▶ **EXERCISE**
Quote every line as written. Omit pictures.

(Data records)
···
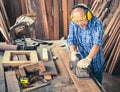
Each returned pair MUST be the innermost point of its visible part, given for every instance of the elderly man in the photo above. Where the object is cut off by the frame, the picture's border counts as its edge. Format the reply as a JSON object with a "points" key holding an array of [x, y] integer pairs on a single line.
{"points": [[85, 37]]}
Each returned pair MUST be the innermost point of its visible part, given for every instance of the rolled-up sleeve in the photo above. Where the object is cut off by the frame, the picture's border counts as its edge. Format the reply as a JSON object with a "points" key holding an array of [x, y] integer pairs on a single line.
{"points": [[98, 34], [71, 40]]}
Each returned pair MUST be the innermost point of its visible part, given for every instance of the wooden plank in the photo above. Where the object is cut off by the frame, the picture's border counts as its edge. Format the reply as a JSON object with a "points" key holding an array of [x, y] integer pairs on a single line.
{"points": [[49, 6], [44, 18], [49, 65], [48, 77], [23, 6], [70, 6], [112, 20], [84, 84], [116, 57], [12, 82], [7, 61], [65, 18], [109, 61], [39, 66], [2, 80], [22, 71], [3, 29], [56, 19], [45, 54], [2, 8]]}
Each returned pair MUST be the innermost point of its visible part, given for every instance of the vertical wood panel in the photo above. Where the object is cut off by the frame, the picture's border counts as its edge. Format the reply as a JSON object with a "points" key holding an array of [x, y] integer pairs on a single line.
{"points": [[65, 22], [44, 19], [70, 5], [60, 19], [49, 7], [35, 8], [56, 19]]}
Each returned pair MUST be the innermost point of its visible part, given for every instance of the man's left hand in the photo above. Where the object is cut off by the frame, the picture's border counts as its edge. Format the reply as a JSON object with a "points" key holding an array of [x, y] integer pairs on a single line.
{"points": [[84, 63]]}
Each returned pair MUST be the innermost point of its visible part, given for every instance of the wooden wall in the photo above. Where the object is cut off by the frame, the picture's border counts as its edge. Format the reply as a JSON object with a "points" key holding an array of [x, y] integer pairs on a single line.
{"points": [[52, 15]]}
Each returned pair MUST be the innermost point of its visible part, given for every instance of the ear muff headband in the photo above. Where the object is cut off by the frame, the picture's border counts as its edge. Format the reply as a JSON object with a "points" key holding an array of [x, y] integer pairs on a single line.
{"points": [[86, 9]]}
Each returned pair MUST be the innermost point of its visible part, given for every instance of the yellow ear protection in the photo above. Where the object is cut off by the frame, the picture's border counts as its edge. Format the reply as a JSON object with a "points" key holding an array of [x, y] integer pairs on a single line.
{"points": [[88, 13]]}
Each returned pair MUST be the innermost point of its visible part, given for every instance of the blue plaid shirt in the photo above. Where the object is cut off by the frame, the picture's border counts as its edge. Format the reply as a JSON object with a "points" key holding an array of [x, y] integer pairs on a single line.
{"points": [[85, 39]]}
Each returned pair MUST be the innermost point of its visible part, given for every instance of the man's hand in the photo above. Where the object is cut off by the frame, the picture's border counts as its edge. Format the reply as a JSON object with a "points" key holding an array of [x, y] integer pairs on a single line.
{"points": [[84, 63], [74, 56]]}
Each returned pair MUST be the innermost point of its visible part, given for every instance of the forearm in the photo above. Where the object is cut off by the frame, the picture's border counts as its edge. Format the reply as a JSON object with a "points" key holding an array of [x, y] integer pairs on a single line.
{"points": [[73, 48], [93, 51]]}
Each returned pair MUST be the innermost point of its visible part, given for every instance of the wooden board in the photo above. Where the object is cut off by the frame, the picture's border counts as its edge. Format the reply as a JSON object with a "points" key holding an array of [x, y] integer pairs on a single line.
{"points": [[2, 80], [82, 85], [56, 19], [8, 62], [12, 82], [49, 65]]}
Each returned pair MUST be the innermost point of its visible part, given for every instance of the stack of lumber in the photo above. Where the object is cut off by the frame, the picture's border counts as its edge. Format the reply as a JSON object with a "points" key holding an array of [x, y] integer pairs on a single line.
{"points": [[109, 12], [25, 64], [53, 16]]}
···
▶ **RESULT OF THE TASK**
Each returned pair MUST be the innermost point of its visible part, given for every instance of the elderly man in the photo above. Where the object is cut off by the frame, the picture's border counts as its edge. Format the reply as a JSON object with a "points" key holding an array of [x, y] integer pairs on a single line.
{"points": [[85, 37]]}
Each returned pair MUST be the innermost point of its visible part, given for every instance of the rolled-up sleeve in the photo above. Where the object is cut off by the frame, the picture's border counts as its edge. Format the reply as a JSON object with a "points" key holding an array of [x, y] integer pairs on a single line.
{"points": [[98, 34], [71, 40]]}
Each returned pair MUST be the innermost point of its visible part, given for every instance of the wooden plank in the photo above. Where the object is cut off by the frame, the picture's border counts as its edge. Format the reply as a JSON object with a "points" key holding an array of [x, y] integer pairs on a single line.
{"points": [[49, 6], [44, 18], [49, 65], [48, 77], [23, 6], [70, 6], [112, 20], [84, 84], [116, 57], [12, 82], [7, 61], [65, 18], [109, 61], [39, 66], [2, 80], [22, 71], [3, 29], [56, 19], [45, 54], [2, 8]]}
Each returned pair MUST be the innermost point of its visible part, given for every instance of the vertical wood panel in the photo above. Where the object is cut off by the frame, the picture's border counts as its edge. Format the reply as a JSON object with a "points" key holding an array of [x, y] integer pairs on a single line.
{"points": [[65, 22], [44, 19], [70, 5], [60, 19], [49, 7], [35, 8], [56, 19]]}
Each returned pair MUST be the innermost point of its visible part, given for every instance of the man's left hand in the photo above. Where the object is cut off by the frame, the picture's border counts as its edge. Format the reply as a JSON object with a "points" key holding an array of [x, y] integer pairs on a single line.
{"points": [[84, 63]]}
Each returned pair MUST be the innermost point of its visible part, given for every instance of the wooden wall in the photo above. Where the object is cut off by the frame, the picture's border counts as its edge. Format the reply as a JSON object with a "points" key holding an array of [x, y] integer pairs on a single line.
{"points": [[52, 15]]}
Each returned pair MUST be the innermost point of its visible part, given for every instance of the ear muff headband in the photo above. Where the object is cut off by the frame, the picture's border counts as its edge. Format the reply as a JSON object with a "points" key holding an array of [x, y] integer pairs on a single line.
{"points": [[86, 9]]}
Each returned pair MUST be the innermost point of its visible part, given for every instance of the yellow ear protection in the photo above. Where the object is cut off by the frame, the picture's border counts as its edge. Format the reply as a JSON object with a "points" key holding an array of [x, y] integer pairs on a single line.
{"points": [[88, 13]]}
Each returned pair MUST be the innermost point of its visible part, given for every instance of the blue plaid shirt in the photo above. Where the object is cut off by the frame, the picture's border counts as its edge. Format the reply as a JSON object with a "points" key holding an array of [x, y] integer pairs on a single line.
{"points": [[85, 39]]}
Each returned pair MUST be the innermost point of its visible part, given for every instance of the man's hand in the photo above. Where the object is cut off by the frame, the picture's border counts as its edge. Format the reply as a JSON object with a "points" key holding an array of [x, y] integer pairs on a single line.
{"points": [[84, 63], [74, 56]]}
Each returned pair MUST be the innermost point of its visible part, given for every instance of the forearm in the photo above. Where the object is cut off by the frame, the picture's border counts as its edge. Format the reply as a JSON object with a "points" key holding an array of [x, y] integer pairs on a single line.
{"points": [[73, 48], [93, 51]]}
Each returned pair MUST be the innermost point of its visible part, given for every instance of the wooden board in the photo above. Where the object is cut off by the frame, the picture's border counts as its edge. Format the reply as a JSON object with a "points" key holding an array of [x, y] integer pairs on a single line.
{"points": [[2, 80], [82, 85], [56, 19], [8, 62], [12, 82], [49, 65]]}
Each returned pair MUST be the innermost point of its visible part, given for every instance of the stack of lumber in the photo above. Where the object is cut off by the frame, the picture's border counts as its edge. Format the reply as a JSON object with a "points" key holding an array of [x, y] integer pairs on a single line.
{"points": [[109, 12], [25, 64], [53, 16]]}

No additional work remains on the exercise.